▶ [Exercise description]:
In the items below, rewrite the lines from the one containing "In this exercise you will spot the yellow" up to and including the one containing "<point>638,334</point>" as a numbered list, with blank lines omitted.

▶ [Given records]:

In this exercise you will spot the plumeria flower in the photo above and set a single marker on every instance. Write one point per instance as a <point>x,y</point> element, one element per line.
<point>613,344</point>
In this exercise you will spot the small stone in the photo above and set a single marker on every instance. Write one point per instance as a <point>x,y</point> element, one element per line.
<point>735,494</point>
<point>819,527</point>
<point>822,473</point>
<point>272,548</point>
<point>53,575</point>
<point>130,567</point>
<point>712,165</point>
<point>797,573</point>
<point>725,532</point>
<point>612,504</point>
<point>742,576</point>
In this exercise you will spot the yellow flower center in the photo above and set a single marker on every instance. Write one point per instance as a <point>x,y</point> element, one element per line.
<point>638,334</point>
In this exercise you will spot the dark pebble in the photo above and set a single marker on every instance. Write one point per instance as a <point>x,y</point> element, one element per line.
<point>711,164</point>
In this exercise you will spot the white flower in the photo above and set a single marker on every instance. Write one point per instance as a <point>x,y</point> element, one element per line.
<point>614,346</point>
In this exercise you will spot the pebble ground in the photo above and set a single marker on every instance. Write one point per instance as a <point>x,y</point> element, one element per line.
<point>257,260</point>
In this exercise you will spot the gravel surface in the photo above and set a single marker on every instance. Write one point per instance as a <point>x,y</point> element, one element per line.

▶ [Task response]:
1. In this exercise you will spot the yellow flower center in the photo above and set a single marker on every instance. Write one point per instance as a <point>x,y</point> element, one element per line.
2. <point>638,334</point>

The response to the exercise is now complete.